### Task inputs

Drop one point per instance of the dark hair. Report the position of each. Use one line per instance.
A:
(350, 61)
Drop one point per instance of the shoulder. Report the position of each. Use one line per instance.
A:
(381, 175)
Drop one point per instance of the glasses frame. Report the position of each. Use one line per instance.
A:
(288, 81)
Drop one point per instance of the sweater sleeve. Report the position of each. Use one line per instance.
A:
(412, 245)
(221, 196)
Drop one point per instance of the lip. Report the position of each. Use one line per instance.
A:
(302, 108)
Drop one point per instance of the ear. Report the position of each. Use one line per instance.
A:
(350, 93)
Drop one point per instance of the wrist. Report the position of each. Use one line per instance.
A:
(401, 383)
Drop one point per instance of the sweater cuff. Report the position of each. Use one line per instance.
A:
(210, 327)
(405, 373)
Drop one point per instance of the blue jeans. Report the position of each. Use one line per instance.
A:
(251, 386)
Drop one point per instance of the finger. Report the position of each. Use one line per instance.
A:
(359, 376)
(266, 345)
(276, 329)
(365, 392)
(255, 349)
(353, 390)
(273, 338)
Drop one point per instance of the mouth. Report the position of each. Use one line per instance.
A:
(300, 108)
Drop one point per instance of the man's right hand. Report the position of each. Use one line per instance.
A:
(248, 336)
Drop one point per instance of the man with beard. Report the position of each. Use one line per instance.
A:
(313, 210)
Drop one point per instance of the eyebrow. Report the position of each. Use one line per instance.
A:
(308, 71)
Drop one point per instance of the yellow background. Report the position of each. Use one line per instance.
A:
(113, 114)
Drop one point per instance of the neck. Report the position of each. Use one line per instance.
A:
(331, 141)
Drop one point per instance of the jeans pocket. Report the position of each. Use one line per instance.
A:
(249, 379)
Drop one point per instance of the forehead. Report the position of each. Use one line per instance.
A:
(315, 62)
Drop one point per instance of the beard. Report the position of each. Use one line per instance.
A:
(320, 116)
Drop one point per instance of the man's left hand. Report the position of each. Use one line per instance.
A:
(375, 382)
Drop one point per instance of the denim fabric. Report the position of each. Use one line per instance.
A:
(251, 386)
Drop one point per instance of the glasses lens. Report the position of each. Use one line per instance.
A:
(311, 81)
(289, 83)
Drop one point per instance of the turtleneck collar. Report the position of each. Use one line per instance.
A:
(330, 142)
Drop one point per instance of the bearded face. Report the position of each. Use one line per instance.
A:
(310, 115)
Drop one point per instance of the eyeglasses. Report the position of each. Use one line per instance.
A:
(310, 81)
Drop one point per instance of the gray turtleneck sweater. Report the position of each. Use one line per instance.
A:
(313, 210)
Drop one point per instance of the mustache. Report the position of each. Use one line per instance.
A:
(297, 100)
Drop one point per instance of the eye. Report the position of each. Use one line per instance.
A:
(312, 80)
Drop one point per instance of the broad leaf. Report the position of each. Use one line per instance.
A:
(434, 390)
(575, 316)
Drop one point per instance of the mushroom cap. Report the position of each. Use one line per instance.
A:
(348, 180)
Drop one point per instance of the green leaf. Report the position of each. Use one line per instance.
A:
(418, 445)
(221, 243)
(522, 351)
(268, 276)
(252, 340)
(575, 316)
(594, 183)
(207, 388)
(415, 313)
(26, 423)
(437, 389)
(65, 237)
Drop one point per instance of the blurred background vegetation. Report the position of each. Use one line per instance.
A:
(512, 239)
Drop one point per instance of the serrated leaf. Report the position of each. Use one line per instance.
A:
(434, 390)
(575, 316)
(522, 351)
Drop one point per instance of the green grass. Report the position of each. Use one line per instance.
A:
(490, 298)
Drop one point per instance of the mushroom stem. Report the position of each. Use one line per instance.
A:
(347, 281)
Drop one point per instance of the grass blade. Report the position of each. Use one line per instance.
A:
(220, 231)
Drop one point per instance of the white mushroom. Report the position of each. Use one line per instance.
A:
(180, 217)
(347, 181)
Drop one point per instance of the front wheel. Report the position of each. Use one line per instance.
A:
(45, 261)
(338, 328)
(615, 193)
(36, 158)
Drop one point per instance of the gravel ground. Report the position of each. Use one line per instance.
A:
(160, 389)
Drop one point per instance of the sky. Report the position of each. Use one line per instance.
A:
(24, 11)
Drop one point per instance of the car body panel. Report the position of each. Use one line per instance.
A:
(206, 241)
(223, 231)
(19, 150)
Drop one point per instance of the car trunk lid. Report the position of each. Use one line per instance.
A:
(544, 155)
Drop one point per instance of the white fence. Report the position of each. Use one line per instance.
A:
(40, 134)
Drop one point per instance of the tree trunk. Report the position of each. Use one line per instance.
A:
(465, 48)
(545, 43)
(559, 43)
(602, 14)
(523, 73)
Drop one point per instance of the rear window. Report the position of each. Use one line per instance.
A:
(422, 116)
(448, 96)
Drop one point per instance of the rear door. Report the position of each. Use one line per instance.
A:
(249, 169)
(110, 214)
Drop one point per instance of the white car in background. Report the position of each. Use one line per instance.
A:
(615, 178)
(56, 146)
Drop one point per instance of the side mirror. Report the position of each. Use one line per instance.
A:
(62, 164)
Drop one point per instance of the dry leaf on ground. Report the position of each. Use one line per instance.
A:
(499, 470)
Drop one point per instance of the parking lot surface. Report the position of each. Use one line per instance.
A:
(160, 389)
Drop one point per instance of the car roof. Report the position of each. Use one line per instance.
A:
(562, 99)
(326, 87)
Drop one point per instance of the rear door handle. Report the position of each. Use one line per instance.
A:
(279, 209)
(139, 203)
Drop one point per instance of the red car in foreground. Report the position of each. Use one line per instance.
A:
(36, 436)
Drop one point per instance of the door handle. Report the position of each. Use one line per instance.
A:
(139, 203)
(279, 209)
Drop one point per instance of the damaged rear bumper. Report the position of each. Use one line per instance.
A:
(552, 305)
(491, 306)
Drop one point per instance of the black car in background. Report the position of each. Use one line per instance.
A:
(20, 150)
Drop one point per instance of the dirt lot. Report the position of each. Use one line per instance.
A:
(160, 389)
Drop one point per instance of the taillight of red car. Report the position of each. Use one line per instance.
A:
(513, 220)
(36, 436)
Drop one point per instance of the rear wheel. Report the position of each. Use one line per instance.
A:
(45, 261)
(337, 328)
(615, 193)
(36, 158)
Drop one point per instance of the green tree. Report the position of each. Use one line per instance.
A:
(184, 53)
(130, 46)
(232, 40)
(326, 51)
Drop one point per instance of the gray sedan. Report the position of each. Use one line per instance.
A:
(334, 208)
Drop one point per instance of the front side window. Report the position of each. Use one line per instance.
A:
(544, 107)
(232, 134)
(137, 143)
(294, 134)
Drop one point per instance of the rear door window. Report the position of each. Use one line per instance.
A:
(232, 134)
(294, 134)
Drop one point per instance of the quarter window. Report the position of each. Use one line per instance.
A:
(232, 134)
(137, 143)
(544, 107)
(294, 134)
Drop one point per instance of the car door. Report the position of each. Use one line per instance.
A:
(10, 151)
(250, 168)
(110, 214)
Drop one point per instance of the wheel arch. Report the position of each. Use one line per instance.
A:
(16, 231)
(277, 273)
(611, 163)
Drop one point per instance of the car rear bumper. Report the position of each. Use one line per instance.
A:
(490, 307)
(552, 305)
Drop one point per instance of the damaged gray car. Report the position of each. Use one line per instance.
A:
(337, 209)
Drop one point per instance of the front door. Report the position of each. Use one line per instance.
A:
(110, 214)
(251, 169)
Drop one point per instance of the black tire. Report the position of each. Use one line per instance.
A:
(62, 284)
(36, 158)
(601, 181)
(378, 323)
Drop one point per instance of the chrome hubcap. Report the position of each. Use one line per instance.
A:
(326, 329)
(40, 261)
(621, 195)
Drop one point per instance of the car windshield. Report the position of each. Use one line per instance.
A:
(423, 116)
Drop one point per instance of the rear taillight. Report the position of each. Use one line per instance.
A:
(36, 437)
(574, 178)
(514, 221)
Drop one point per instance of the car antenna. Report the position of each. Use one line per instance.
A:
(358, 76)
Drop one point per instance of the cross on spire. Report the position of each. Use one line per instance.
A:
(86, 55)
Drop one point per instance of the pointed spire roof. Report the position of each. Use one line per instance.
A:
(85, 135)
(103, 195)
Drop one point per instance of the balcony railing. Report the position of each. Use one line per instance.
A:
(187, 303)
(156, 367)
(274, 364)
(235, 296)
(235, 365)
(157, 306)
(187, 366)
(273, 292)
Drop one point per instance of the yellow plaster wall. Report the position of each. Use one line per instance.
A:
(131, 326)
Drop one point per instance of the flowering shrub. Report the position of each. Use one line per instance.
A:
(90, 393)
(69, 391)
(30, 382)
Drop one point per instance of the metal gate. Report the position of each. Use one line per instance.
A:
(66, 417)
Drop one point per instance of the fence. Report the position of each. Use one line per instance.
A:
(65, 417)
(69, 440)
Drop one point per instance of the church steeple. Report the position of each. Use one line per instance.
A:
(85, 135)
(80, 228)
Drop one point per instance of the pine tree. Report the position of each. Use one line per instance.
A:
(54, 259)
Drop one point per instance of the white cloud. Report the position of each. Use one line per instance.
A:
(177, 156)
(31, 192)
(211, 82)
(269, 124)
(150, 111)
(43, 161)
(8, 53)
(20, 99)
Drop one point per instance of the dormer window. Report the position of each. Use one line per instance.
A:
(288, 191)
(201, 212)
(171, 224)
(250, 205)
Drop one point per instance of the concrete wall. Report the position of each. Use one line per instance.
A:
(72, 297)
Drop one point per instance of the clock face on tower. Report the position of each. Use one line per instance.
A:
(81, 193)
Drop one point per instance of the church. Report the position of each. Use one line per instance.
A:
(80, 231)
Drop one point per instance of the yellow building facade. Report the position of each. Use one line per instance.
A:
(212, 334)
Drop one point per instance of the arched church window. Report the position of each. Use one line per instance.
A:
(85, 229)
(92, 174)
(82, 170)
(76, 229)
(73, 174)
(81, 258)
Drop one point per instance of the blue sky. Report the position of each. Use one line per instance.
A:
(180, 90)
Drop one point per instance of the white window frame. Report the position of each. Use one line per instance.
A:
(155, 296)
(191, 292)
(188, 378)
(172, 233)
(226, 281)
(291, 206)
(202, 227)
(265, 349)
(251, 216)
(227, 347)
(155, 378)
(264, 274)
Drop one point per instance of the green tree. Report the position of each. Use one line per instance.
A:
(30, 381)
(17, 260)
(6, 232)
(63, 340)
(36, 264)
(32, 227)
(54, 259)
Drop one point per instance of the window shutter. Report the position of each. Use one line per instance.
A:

### Task
Report each line of the records that holds the word "blue".

### Written solution
Drop one point per instance of the blue jeans. Report the position of each. Use one line per instance.
Drop one point per instance of the blue sky. Report the position of each. Use one line per instance.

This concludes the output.